## Brano
######

C’è chi vuole dedicarsi esclusivamente alla ricerca e, se già sa di dover diventare egoista, deve cercare di non crearsi legami tali che possano poi costringerlo a compromessi o a situazioni dolorose. In fondo questo era l’obiettivo degli eremiti. L’eremita si staccava dal mondo tentando di porsi in un contatto solitario con Dio. È un po’ staccarsi dal mondo fare come colui il quale vuole dedicarsi solamente ai fatti personali. Come, per esempio, il ricercatore di laboratorio il quale vuole stare davanti al microscopio giorno e notte perché ha il pallino di vivere la vita in quel modo: bene, un individuo del genere deve stare molto attento, altrimenti crea intorno a sé delle grandi infelicità. Un individuo del genere deve evitare di avere una famiglia, dei figli, altrimenti diventa responsabile di ciò che non dà alla sua famiglia…

D. – In fondo, molti di coloro che hanno fatto grandi scoperte hanno creato infelicità attorno a sé. Se si vuol fare qualcosa d’importante bisogna pure mettere qualcuno sotto i piedi.

######

## Estratti dei record
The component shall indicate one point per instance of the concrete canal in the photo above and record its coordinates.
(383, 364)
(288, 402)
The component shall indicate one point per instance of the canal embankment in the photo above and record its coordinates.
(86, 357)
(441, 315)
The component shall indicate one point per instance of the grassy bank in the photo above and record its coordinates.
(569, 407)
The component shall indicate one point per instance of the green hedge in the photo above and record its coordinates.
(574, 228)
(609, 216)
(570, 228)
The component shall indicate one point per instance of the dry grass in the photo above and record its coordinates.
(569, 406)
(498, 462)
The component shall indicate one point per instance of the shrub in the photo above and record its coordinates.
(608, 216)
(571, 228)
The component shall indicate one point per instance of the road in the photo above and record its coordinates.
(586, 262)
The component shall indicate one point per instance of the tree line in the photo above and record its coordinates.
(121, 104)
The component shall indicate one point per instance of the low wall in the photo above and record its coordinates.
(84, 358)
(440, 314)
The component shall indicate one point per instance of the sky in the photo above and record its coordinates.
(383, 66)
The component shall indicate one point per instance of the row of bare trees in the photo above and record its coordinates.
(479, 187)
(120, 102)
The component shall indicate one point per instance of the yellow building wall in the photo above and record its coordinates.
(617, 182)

######

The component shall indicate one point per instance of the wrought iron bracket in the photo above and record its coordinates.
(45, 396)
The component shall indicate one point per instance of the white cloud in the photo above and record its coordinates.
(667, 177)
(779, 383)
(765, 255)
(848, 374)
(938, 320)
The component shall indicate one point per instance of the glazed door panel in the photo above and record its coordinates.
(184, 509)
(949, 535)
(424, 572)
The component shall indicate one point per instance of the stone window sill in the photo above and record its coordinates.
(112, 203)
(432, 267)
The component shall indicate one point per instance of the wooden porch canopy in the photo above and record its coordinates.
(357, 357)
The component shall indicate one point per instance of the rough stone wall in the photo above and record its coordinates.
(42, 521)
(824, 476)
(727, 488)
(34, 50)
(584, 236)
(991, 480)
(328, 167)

######

## Obiettivo
Scrivi il seguito del brano sulla dedizione esclusiva alla ricerca, cominciando subito dopo la sua ultima frase.

## Risultato
A. – Non è così. Non bisogna allora determinarle queste cose, in modo da mettere “sotto i piedi” proprio niente. Il discorso potrebbe spostarsi sulla questione del celibato dei sacerdoti, per esempio. Cioè, un individuo che ha una missione ben precisa nella vita e che serve alla collettività, fino a che punto può impegnarsi con una propria famiglia? Il discorso è un po’ lo stesso. Chi vuole avere una famiglia più grande (la società) deve rinunciare a una famiglia più piccola. Le cose possono anche essere conciliabili, d’accordo, ma solo in base al carattere di ciascuno di voi, diventando allora dei casi personali.

D. – Il sentirsi alle volte schiacciati, alienati, penso che possa essere un’esperienza utilissima.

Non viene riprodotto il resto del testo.